▶ **REQUIRED WORK**
Copy out each line of the material below with no changes.

▶ **SOURCE RECORDS**
—————

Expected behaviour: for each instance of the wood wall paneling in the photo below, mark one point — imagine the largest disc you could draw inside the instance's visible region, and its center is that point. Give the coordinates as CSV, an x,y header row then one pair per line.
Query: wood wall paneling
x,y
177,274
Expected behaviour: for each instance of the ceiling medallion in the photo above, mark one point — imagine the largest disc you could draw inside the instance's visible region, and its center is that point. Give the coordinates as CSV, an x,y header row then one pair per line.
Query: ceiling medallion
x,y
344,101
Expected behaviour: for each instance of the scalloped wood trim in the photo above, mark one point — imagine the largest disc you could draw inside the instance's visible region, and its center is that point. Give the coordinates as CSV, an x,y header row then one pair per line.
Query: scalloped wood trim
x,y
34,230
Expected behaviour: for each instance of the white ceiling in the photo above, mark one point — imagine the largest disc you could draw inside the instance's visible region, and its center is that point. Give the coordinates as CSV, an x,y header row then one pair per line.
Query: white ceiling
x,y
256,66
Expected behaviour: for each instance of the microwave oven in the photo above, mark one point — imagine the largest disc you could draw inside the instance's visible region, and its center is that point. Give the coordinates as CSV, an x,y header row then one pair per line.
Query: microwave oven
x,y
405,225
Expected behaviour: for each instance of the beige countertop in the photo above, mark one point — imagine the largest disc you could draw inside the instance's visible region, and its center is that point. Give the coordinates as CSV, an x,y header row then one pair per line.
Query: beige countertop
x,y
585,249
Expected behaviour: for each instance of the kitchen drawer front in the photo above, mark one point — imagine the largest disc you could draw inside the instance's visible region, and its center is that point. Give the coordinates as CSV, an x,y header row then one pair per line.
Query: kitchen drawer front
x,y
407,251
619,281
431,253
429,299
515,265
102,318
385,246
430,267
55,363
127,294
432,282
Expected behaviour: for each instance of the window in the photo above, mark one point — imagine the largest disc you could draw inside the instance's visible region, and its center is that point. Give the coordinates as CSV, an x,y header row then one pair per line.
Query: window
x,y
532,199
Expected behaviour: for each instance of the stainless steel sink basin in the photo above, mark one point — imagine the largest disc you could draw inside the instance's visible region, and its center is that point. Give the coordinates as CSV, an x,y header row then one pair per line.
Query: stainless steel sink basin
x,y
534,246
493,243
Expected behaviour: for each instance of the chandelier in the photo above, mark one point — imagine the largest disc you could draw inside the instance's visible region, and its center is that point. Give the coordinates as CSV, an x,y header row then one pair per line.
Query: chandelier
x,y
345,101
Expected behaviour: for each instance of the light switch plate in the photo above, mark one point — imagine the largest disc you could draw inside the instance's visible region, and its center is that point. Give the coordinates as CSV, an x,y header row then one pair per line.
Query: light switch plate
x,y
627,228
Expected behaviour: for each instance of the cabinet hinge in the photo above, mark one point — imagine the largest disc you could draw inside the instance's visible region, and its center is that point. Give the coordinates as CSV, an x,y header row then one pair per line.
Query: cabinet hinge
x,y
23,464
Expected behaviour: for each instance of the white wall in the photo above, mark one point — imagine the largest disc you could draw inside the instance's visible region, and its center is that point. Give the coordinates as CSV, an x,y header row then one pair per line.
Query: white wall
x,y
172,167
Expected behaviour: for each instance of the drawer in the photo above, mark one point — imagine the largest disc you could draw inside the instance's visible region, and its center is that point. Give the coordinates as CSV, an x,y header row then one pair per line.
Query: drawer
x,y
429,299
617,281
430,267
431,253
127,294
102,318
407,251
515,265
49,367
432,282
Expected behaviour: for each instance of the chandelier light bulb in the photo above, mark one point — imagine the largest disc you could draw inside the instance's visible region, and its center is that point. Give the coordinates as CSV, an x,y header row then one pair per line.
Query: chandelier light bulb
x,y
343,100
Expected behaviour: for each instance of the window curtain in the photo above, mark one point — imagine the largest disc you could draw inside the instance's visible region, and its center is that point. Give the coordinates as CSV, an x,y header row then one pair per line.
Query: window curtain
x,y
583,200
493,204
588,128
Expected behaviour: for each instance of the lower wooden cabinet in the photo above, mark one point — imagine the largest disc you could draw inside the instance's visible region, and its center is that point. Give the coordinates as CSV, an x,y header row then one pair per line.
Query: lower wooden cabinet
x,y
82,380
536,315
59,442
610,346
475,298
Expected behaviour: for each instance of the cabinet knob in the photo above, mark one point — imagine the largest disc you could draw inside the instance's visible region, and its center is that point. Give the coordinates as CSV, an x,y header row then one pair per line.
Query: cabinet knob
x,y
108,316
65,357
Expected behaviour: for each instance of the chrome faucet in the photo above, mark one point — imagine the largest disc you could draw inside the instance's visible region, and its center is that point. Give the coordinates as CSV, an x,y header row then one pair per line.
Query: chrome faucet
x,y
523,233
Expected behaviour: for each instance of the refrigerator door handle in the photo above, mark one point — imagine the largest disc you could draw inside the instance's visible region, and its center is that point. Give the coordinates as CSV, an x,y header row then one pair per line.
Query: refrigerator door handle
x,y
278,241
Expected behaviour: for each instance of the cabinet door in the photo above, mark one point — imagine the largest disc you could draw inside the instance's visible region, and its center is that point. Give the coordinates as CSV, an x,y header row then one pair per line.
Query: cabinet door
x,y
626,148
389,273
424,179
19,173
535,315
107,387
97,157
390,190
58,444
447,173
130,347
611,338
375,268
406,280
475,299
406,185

—————

▶ **THE OUTPUT**
Expected behaviour: for each instance of the wood wall paneling in the photo below, mark one point — imagine the largest disc you could draw inside the instance's visible region, and its center is that point. Give the coordinates as CSV, an x,y header row then one pair per line.
Query: wood wall paneling
x,y
177,274
Expected behaviour: for each instance of the ceiling medallion in the photo above, mark one point — imagine the largest disc you could draw inside the instance's visible region, and its center is that point. Give the coordinates as CSV, an x,y header row then one pair per line.
Query: ceiling medallion
x,y
344,101
Expected behaviour: for each instance of the scalloped wood trim in the photo above, mark one point — imagine the largest disc you could draw inside the instance's visible region, and its center is that point. Give the coordinates as CSV, an x,y header row then one pair per line.
Query: scalloped wood trim
x,y
34,230
Expected behaviour: for each instance of the white ceiling in the photo above, mark one point — imagine the largest disc you could draw inside the instance's visible region, and its center is that point. Give the coordinates as CSV, an x,y header row then one pair per line.
Query: white ceiling
x,y
256,66
Expected behaviour: for each instance of the microwave oven in the photo above, mark one point — imagine the largest disc you could draw inside the instance's visible region, and its center is that point. Give the coordinates as CSV, an x,y header row then one pair per line.
Query: microwave oven
x,y
405,225
Expected behaviour: for each instance of the beige countertop in the photo above, mark one point — imagine the largest disc you could draw inside the instance's visible region, and its center is that point. Give the coordinates as CSV, an x,y header row then one pair per line.
Query: beige countertop
x,y
585,249
Expected behaviour: for each instance of the kitchen drawer front in the photo above, mark one point — imagine the largest disc you could draw inside the instance's visible region, and its center is that point. Give the coordinates as CSV, an x,y header row then one pair per line.
Query: kitchen drawer front
x,y
407,251
619,281
431,253
429,299
515,265
102,318
385,246
430,267
55,363
127,294
432,282
Expected behaviour: for each instance of the window in the photo above, mark one point — imagine the largest disc you could draw inside the instance's visible region, and its center is that point. Give the coordinates as CSV, an x,y header row then one pair per line.
Query: window
x,y
532,199
Expected behaviour: for each instance of the stainless steel sink basin in the photo above, mark one point — imagine the largest disc you could draw inside the instance's visible region, and its center is that point. Give the coordinates as CSV, an x,y header row then one pair per line.
Query: stainless steel sink basin
x,y
534,246
493,243
Expected behaviour: for each instance of the chandelier in the photo above, mark one point — imagine the largest disc you could draw inside the instance's visible region, and its center is that point. Give the coordinates as CSV, an x,y header row then one pair per line.
Query: chandelier
x,y
345,101
Expected behaviour: for each instance of the light switch plate in the photo above, mark one point — imagine the largest disc you could draw inside the instance's visible region, and its center is that point. Give the coordinates as CSV, an x,y header row then one pair per line.
Query: light switch plate
x,y
627,228
Expected behaviour: for each instance of the cabinet hinge in the photo above, mark one point — imagine the largest disc you could draw inside the instance's visible region, and its center is that point. Give the coordinates as CSV, an x,y header row then one pair per line.
Query: cabinet hinge
x,y
23,464
Expected behaviour: for each instance of the white wall in the photo above, mark one point — imagine the largest disc you could draw inside the instance's visible region, and its center is that point. Give the coordinates as CSV, an x,y header row then one pair per line.
Query: white wall
x,y
172,167
Expected behaviour: for each instance of the drawer in the photo above, mark one point — imagine the largest disc you could draw inside the instance's visible region, and its center is that point. Give the coordinates as CSV, an x,y header row then one pair per line.
Query: drawer
x,y
429,299
617,281
430,267
431,253
127,294
102,318
407,251
515,265
49,367
432,282
Expected behaviour: for each instance of the chandelier light bulb in the photo above, mark one point — imagine the largest disc you could draw inside the instance's visible region, and its center is that point. Give the coordinates as CSV, an x,y header row then one pair per line.
Query: chandelier light bulb
x,y
343,100
Expected behaviour: for each instance of the window curtain in the photo above, mark one point — imagine the largest disc you could draw inside the instance's visible region, and its center is that point. Give the coordinates as CSV, an x,y header row then one pair per line.
Query: window curtain
x,y
583,200
493,204
588,128
Expected behaviour: for each instance of the lower wooden cabinet in the photo above, mark one point — imagine the largest disc you could draw inside the instance's visible region, and its center is that point. Give the coordinates as CSV, an x,y header row then one pair per line.
Query: lower wooden cabinet
x,y
82,380
536,315
59,442
610,346
475,298
Expected behaviour: for each instance of the cabinet knob in the photo above, mark one point — imagine the largest disc you could draw inside the instance's visible region, and its center is that point. Give the coordinates as CSV, an x,y header row then one pair per line.
Query: cabinet knob
x,y
108,316
65,357
Expected behaviour: for each instance of the chrome faucet in the photo above, mark one point — imagine the largest disc you could draw inside the instance's visible region, and its center is that point. Give the coordinates as CSV, an x,y header row then one pair per line.
Query: chrome faucet
x,y
523,233
Expected behaviour: for each instance of the refrigerator door handle in the photo above, mark one point — imagine the largest disc you could draw inside the instance's visible region, and its center is that point. Give the coordinates as CSV, an x,y header row then one pair per line.
Query: refrigerator door handle
x,y
278,241
Expected behaviour: for each instance of the cabinet door in the photo above, mark one point — imagine the largest disc you could draw inside the instance's visible region, and its center is that point. Give the coordinates as CSV, an x,y header row then one pair per line.
Query: cabinet door
x,y
626,148
389,273
424,179
19,173
535,315
107,387
97,157
390,190
58,444
447,173
130,347
611,338
375,268
406,280
475,299
406,185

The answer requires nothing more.